### Selected passage:
———

SASC / SHAP_REPORT.md
tuklu's picture
Update SHAP report — v1 isolated, full methodology
5f3cea2 verified

SHAP Explainability Report — Multilingual Hate Speech Detection (v1)

Models: All 6 sequential transfer learning strategies (GloVe + BiLSTM, 8 epochs/phase) Explainer: shap.GradientExplainer on the BiLSTM sub-model Background: 200 randomly sampled training sequences Test samples: 500 per language (random subset), full test set = 8,852


Table of Contents

  1. What SHAP Is and How It Works Here
  2. How the Top-20 Words Are Selected
  3. Strategy 1 — English → Hindi → Hinglish
  4. Strategy 2 — English → Hinglish → Hindi
  5. Strategy 3 — Hindi → English → Hinglish ⭐ Best
  6. Strategy 4 — Hindi → Hinglish → English
  7. Strategy 5 — Hinglish → English → Hindi
  8. Strategy 6 — Hinglish → Hindi → English
  9. Cross-Strategy Comparison
  10. Key Findings

1. What SHAP Is and How It Works Here

SHAP (SHapley Additive exPlanations) answers the question: "For this specific prediction, how much did each word contribute to the output?"

It does this using game theory — it treats each word as a "player" and fairly distributes the model's final prediction score among all the words in the input.

The Technical Challenge

Our model takes integer token IDs as input (e.g. the word "hate" → token ID 4231). SHAP needs to compute gradients — mathematical slopes — through the model to measure each input's influence. But you cannot take a gradient through an integer operation.

Solution — split the model into two steps:

Step 1 (outside SHAP):
  Token IDs (integers) ──→ GloVe Embedding lookup ──→ Float vectors (n × 100 × 300)

Step 2 (SHAP runs here):
  Float embedding vectors ──→ BiLSTM ──→ Dropout ──→ Dense ──→ Sigmoid output (0 to 1)

SHAP's GradientExplainer runs on Step 2 only. It computes how much each of the 300 embedding dimensions at each of the 100 token positions contributed to the final score. We then sum across all 300 dimensions for each position to get one number per word.

———

### Supplied information:
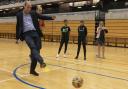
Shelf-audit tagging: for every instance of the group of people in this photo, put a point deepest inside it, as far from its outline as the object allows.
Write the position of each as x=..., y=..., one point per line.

———

### Required task:
Copy out the part of the SHAP report between "Step 1 (outside" and "output (0 to 1)", inclusive, word for word.

### The response:
Step 1 (outside SHAP):
  Token IDs (integers) ──→ GloVe Embedding lookup ──→ Float vectors (n × 100 × 300)

Step 2 (SHAP runs here):
  Float embedding vectors ──→ BiLSTM ──→ Dropout ──→ Dense ──→ Sigmoid output (0 to 1)